Instructions to follow: Copy every one of the records below word for word, leaving out the pictures.

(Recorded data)
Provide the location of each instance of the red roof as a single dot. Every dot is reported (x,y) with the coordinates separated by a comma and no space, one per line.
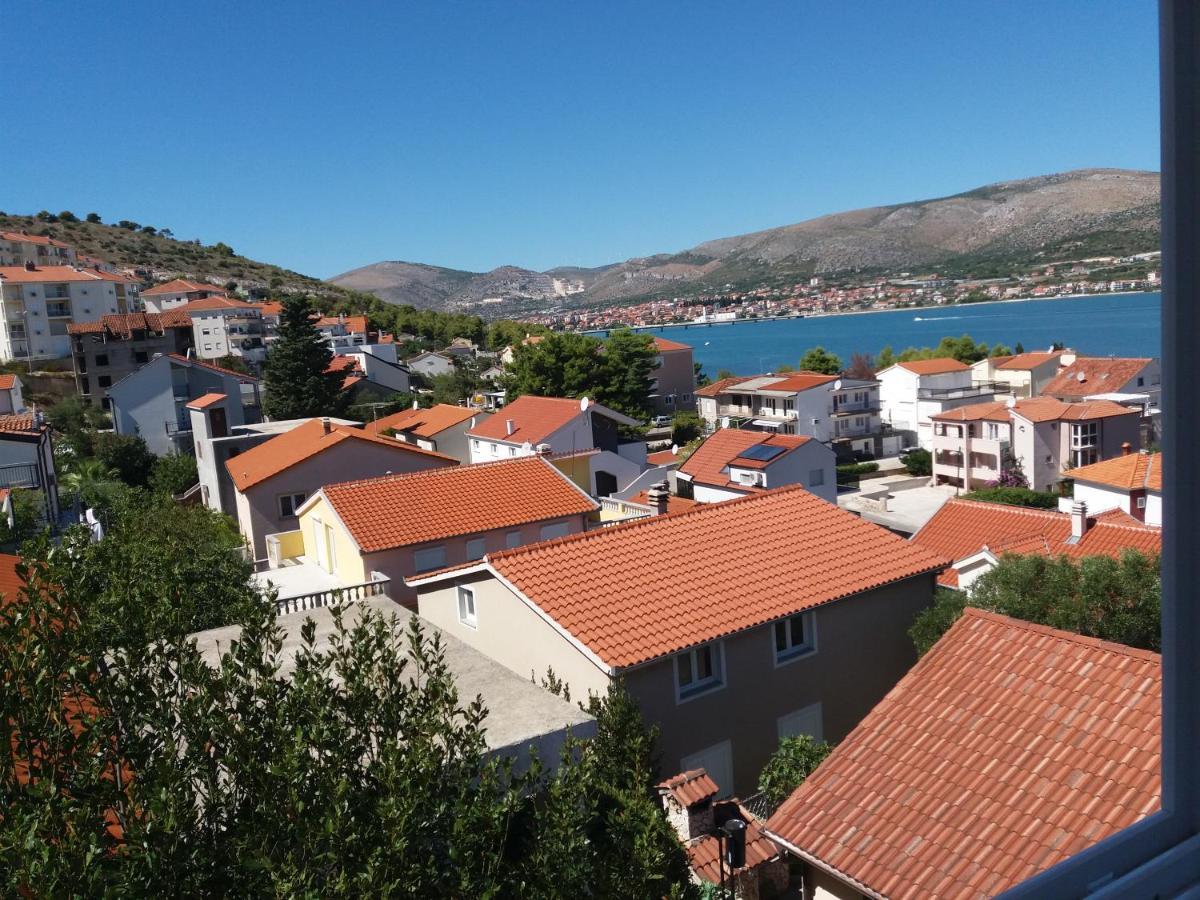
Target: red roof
(304,442)
(423,507)
(1008,748)
(1132,472)
(961,528)
(1096,375)
(181,286)
(643,589)
(424,423)
(934,366)
(709,463)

Final answer:
Provide the location of each instance of the red roof as a single dot. Every dot is reported (x,y) with the coordinates separated by a comma and no space, one per line.
Target: red roof
(304,442)
(423,507)
(1008,748)
(1132,472)
(961,528)
(1096,375)
(181,286)
(643,589)
(424,423)
(934,366)
(709,463)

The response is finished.